Object location annotation data:
==========

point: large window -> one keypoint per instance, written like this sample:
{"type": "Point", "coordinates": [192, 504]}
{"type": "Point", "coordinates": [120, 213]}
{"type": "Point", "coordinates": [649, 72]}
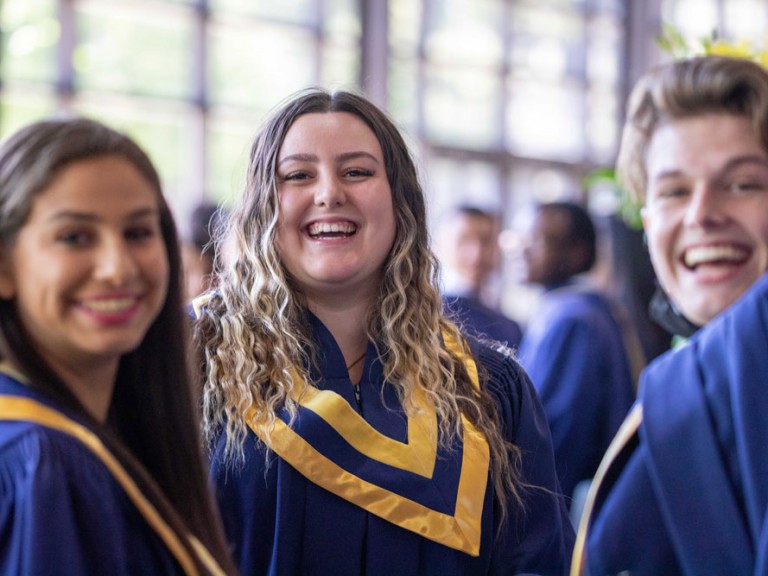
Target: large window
{"type": "Point", "coordinates": [190, 80]}
{"type": "Point", "coordinates": [505, 101]}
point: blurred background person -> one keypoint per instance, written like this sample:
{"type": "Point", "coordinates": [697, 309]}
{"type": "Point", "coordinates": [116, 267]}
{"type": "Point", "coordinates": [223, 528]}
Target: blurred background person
{"type": "Point", "coordinates": [573, 346]}
{"type": "Point", "coordinates": [101, 466]}
{"type": "Point", "coordinates": [468, 247]}
{"type": "Point", "coordinates": [199, 248]}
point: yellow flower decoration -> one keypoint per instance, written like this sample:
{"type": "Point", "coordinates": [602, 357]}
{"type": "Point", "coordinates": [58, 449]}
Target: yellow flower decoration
{"type": "Point", "coordinates": [673, 42]}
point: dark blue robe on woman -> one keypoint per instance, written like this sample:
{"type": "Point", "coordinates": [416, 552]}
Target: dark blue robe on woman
{"type": "Point", "coordinates": [574, 352]}
{"type": "Point", "coordinates": [688, 494]}
{"type": "Point", "coordinates": [282, 523]}
{"type": "Point", "coordinates": [61, 510]}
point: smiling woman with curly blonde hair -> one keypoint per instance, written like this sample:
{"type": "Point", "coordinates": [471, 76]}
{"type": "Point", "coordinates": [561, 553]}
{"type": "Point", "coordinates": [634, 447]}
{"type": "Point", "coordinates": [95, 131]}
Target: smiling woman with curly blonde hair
{"type": "Point", "coordinates": [354, 428]}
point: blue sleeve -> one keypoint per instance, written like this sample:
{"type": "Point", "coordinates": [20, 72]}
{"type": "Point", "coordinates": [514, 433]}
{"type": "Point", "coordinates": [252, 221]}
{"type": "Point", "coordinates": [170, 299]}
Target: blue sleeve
{"type": "Point", "coordinates": [61, 512]}
{"type": "Point", "coordinates": [539, 537]}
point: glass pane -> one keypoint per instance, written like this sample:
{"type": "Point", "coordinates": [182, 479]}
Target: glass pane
{"type": "Point", "coordinates": [603, 124]}
{"type": "Point", "coordinates": [302, 11]}
{"type": "Point", "coordinates": [547, 43]}
{"type": "Point", "coordinates": [341, 66]}
{"type": "Point", "coordinates": [546, 120]}
{"type": "Point", "coordinates": [466, 32]}
{"type": "Point", "coordinates": [229, 142]}
{"type": "Point", "coordinates": [125, 51]}
{"type": "Point", "coordinates": [30, 33]}
{"type": "Point", "coordinates": [453, 182]}
{"type": "Point", "coordinates": [461, 107]}
{"type": "Point", "coordinates": [245, 69]}
{"type": "Point", "coordinates": [694, 18]}
{"type": "Point", "coordinates": [19, 109]}
{"type": "Point", "coordinates": [164, 134]}
{"type": "Point", "coordinates": [342, 20]}
{"type": "Point", "coordinates": [404, 26]}
{"type": "Point", "coordinates": [604, 50]}
{"type": "Point", "coordinates": [746, 19]}
{"type": "Point", "coordinates": [402, 97]}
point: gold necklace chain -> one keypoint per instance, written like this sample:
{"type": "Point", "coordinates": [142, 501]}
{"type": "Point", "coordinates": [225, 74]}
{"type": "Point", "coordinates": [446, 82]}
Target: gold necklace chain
{"type": "Point", "coordinates": [355, 362]}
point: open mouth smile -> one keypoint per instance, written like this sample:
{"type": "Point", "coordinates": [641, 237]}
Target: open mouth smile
{"type": "Point", "coordinates": [326, 230]}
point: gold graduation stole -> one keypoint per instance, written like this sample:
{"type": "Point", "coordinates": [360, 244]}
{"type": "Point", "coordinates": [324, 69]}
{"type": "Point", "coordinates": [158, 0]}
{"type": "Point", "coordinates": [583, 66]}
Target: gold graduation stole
{"type": "Point", "coordinates": [624, 435]}
{"type": "Point", "coordinates": [17, 408]}
{"type": "Point", "coordinates": [415, 460]}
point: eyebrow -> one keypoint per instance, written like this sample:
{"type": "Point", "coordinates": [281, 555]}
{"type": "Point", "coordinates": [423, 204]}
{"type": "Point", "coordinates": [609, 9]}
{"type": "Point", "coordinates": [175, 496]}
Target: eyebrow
{"type": "Point", "coordinates": [343, 157]}
{"type": "Point", "coordinates": [89, 217]}
{"type": "Point", "coordinates": [730, 165]}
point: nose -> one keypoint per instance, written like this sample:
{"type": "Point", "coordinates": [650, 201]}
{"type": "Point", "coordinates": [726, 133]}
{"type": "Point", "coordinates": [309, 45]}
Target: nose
{"type": "Point", "coordinates": [115, 263]}
{"type": "Point", "coordinates": [705, 207]}
{"type": "Point", "coordinates": [329, 192]}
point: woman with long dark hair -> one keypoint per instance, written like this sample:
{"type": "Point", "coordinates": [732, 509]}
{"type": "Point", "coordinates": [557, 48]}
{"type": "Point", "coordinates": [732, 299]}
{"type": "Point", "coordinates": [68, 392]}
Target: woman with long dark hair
{"type": "Point", "coordinates": [101, 467]}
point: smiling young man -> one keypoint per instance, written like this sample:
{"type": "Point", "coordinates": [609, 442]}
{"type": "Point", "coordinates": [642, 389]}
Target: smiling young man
{"type": "Point", "coordinates": [682, 489]}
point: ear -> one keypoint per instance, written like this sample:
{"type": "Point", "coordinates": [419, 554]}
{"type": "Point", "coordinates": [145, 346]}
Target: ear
{"type": "Point", "coordinates": [644, 217]}
{"type": "Point", "coordinates": [7, 280]}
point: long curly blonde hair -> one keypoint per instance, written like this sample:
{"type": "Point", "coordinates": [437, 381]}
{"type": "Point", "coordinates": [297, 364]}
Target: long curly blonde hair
{"type": "Point", "coordinates": [254, 334]}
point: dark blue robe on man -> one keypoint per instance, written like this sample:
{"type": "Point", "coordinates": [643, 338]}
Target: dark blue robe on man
{"type": "Point", "coordinates": [61, 510]}
{"type": "Point", "coordinates": [477, 319]}
{"type": "Point", "coordinates": [434, 512]}
{"type": "Point", "coordinates": [574, 352]}
{"type": "Point", "coordinates": [688, 494]}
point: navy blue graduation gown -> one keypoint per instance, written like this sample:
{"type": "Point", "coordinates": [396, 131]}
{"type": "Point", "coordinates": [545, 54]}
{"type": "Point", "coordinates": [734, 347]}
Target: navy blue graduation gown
{"type": "Point", "coordinates": [477, 319]}
{"type": "Point", "coordinates": [573, 350]}
{"type": "Point", "coordinates": [62, 511]}
{"type": "Point", "coordinates": [689, 492]}
{"type": "Point", "coordinates": [281, 523]}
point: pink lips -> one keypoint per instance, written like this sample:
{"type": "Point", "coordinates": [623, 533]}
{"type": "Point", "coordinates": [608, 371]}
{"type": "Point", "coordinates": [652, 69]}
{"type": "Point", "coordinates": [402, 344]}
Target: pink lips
{"type": "Point", "coordinates": [112, 309]}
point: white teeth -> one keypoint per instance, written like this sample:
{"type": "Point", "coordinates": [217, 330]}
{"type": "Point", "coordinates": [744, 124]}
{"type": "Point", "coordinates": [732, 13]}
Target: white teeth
{"type": "Point", "coordinates": [709, 254]}
{"type": "Point", "coordinates": [111, 305]}
{"type": "Point", "coordinates": [319, 228]}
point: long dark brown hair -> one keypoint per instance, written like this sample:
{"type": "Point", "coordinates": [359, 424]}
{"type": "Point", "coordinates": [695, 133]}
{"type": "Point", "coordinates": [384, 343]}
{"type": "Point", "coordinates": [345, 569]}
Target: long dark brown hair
{"type": "Point", "coordinates": [153, 426]}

==========

Instructions for the task ▸
Pictures don't belong in the copy. Restate all the entries exactly.

Complete output ▸
point: large window -> one keypoint per instance, written like this sample:
{"type": "Point", "coordinates": [192, 504]}
{"type": "Point", "coordinates": [120, 213]}
{"type": "Point", "coordinates": [649, 72]}
Target: large window
{"type": "Point", "coordinates": [190, 80]}
{"type": "Point", "coordinates": [505, 101]}
point: blurred background person -> one keypoint per instance, written like this sample:
{"type": "Point", "coordinates": [697, 309]}
{"type": "Point", "coordinates": [116, 267]}
{"type": "Point", "coordinates": [223, 528]}
Target: blurred background person
{"type": "Point", "coordinates": [573, 346]}
{"type": "Point", "coordinates": [101, 466]}
{"type": "Point", "coordinates": [468, 247]}
{"type": "Point", "coordinates": [199, 248]}
point: yellow flower decoration -> one keypoint per instance, written like this sample:
{"type": "Point", "coordinates": [602, 357]}
{"type": "Point", "coordinates": [58, 449]}
Target: yellow flower decoration
{"type": "Point", "coordinates": [673, 42]}
point: dark blue robe on woman -> one keypoint per instance, written like this sample:
{"type": "Point", "coordinates": [416, 552]}
Target: dark blue robe on woman
{"type": "Point", "coordinates": [574, 352]}
{"type": "Point", "coordinates": [688, 494]}
{"type": "Point", "coordinates": [282, 523]}
{"type": "Point", "coordinates": [61, 510]}
point: smiling woman with curly blonde hair -> one keypoint per instance, written like this sample:
{"type": "Point", "coordinates": [471, 76]}
{"type": "Point", "coordinates": [561, 553]}
{"type": "Point", "coordinates": [634, 447]}
{"type": "Point", "coordinates": [95, 131]}
Target: smiling woman with curly blonde hair
{"type": "Point", "coordinates": [354, 428]}
point: blue sleeve -> one keypoint per instance, written like this sample:
{"type": "Point", "coordinates": [20, 72]}
{"type": "Point", "coordinates": [514, 433]}
{"type": "Point", "coordinates": [252, 221]}
{"type": "Point", "coordinates": [170, 299]}
Target: blue sleeve
{"type": "Point", "coordinates": [61, 512]}
{"type": "Point", "coordinates": [539, 537]}
point: glass pane -> one keypoint per instance, written like this sample:
{"type": "Point", "coordinates": [182, 479]}
Target: glass pane
{"type": "Point", "coordinates": [603, 124]}
{"type": "Point", "coordinates": [302, 11]}
{"type": "Point", "coordinates": [547, 43]}
{"type": "Point", "coordinates": [341, 66]}
{"type": "Point", "coordinates": [546, 120]}
{"type": "Point", "coordinates": [466, 32]}
{"type": "Point", "coordinates": [229, 142]}
{"type": "Point", "coordinates": [125, 51]}
{"type": "Point", "coordinates": [30, 33]}
{"type": "Point", "coordinates": [453, 182]}
{"type": "Point", "coordinates": [461, 107]}
{"type": "Point", "coordinates": [245, 69]}
{"type": "Point", "coordinates": [694, 18]}
{"type": "Point", "coordinates": [19, 109]}
{"type": "Point", "coordinates": [164, 134]}
{"type": "Point", "coordinates": [342, 20]}
{"type": "Point", "coordinates": [404, 26]}
{"type": "Point", "coordinates": [604, 50]}
{"type": "Point", "coordinates": [746, 19]}
{"type": "Point", "coordinates": [402, 97]}
point: gold necklace chain -> one keypoint per instance, written like this sample:
{"type": "Point", "coordinates": [142, 501]}
{"type": "Point", "coordinates": [225, 74]}
{"type": "Point", "coordinates": [446, 82]}
Target: gold necklace chain
{"type": "Point", "coordinates": [355, 362]}
point: open mouth smile -> one keypoint per instance, written like this sample:
{"type": "Point", "coordinates": [641, 237]}
Target: open mouth smile
{"type": "Point", "coordinates": [326, 230]}
point: gold graduation stole -> one keypoint per instance, written like this sample:
{"type": "Point", "coordinates": [360, 244]}
{"type": "Point", "coordinates": [324, 69]}
{"type": "Point", "coordinates": [158, 0]}
{"type": "Point", "coordinates": [583, 66]}
Target: gold graduation stole
{"type": "Point", "coordinates": [624, 435]}
{"type": "Point", "coordinates": [17, 408]}
{"type": "Point", "coordinates": [415, 460]}
point: eyebrow -> one keypoint per instance, written like this sample:
{"type": "Point", "coordinates": [281, 555]}
{"type": "Point", "coordinates": [423, 204]}
{"type": "Point", "coordinates": [609, 9]}
{"type": "Point", "coordinates": [175, 496]}
Target: eyebrow
{"type": "Point", "coordinates": [343, 157]}
{"type": "Point", "coordinates": [89, 217]}
{"type": "Point", "coordinates": [730, 165]}
point: nose -> one keypoint per instance, written like this sample:
{"type": "Point", "coordinates": [650, 201]}
{"type": "Point", "coordinates": [726, 133]}
{"type": "Point", "coordinates": [309, 45]}
Target: nose
{"type": "Point", "coordinates": [115, 263]}
{"type": "Point", "coordinates": [705, 207]}
{"type": "Point", "coordinates": [329, 192]}
point: woman with long dark hair -> one keypoint per instance, written like this sample:
{"type": "Point", "coordinates": [732, 509]}
{"type": "Point", "coordinates": [557, 48]}
{"type": "Point", "coordinates": [732, 299]}
{"type": "Point", "coordinates": [68, 392]}
Target: woman with long dark hair
{"type": "Point", "coordinates": [101, 467]}
point: smiling young man -> one keypoint per instance, written like this sample:
{"type": "Point", "coordinates": [609, 442]}
{"type": "Point", "coordinates": [642, 389]}
Target: smiling young man
{"type": "Point", "coordinates": [682, 489]}
point: ear -> one keypoint per instance, written like this sample:
{"type": "Point", "coordinates": [419, 554]}
{"type": "Point", "coordinates": [145, 346]}
Target: ear
{"type": "Point", "coordinates": [644, 217]}
{"type": "Point", "coordinates": [7, 280]}
point: long curly blonde hair -> one keypoint per instance, written like this sample:
{"type": "Point", "coordinates": [437, 381]}
{"type": "Point", "coordinates": [297, 364]}
Target: long curly blonde hair
{"type": "Point", "coordinates": [254, 334]}
point: dark blue robe on man -> one keypoint per instance, written like this sample:
{"type": "Point", "coordinates": [643, 338]}
Target: dark blue robe on man
{"type": "Point", "coordinates": [61, 510]}
{"type": "Point", "coordinates": [477, 319]}
{"type": "Point", "coordinates": [434, 512]}
{"type": "Point", "coordinates": [574, 352]}
{"type": "Point", "coordinates": [688, 494]}
point: navy blue graduation gown -> one keypoint per instance, written like this sample:
{"type": "Point", "coordinates": [396, 131]}
{"type": "Point", "coordinates": [545, 54]}
{"type": "Point", "coordinates": [734, 347]}
Target: navy blue graduation gown
{"type": "Point", "coordinates": [477, 319]}
{"type": "Point", "coordinates": [573, 350]}
{"type": "Point", "coordinates": [62, 511]}
{"type": "Point", "coordinates": [689, 492]}
{"type": "Point", "coordinates": [281, 523]}
point: pink lips -> one keypoint per instance, written like this sample:
{"type": "Point", "coordinates": [623, 533]}
{"type": "Point", "coordinates": [608, 371]}
{"type": "Point", "coordinates": [652, 69]}
{"type": "Point", "coordinates": [402, 344]}
Target: pink lips
{"type": "Point", "coordinates": [112, 309]}
point: white teeth -> one keypoint per instance, written like this sample:
{"type": "Point", "coordinates": [217, 330]}
{"type": "Point", "coordinates": [744, 124]}
{"type": "Point", "coordinates": [732, 13]}
Target: white teeth
{"type": "Point", "coordinates": [709, 254]}
{"type": "Point", "coordinates": [111, 305]}
{"type": "Point", "coordinates": [319, 228]}
point: long dark brown hair -> one keypoint per instance, written like this sample:
{"type": "Point", "coordinates": [359, 424]}
{"type": "Point", "coordinates": [695, 133]}
{"type": "Point", "coordinates": [384, 343]}
{"type": "Point", "coordinates": [345, 569]}
Target: long dark brown hair
{"type": "Point", "coordinates": [153, 426]}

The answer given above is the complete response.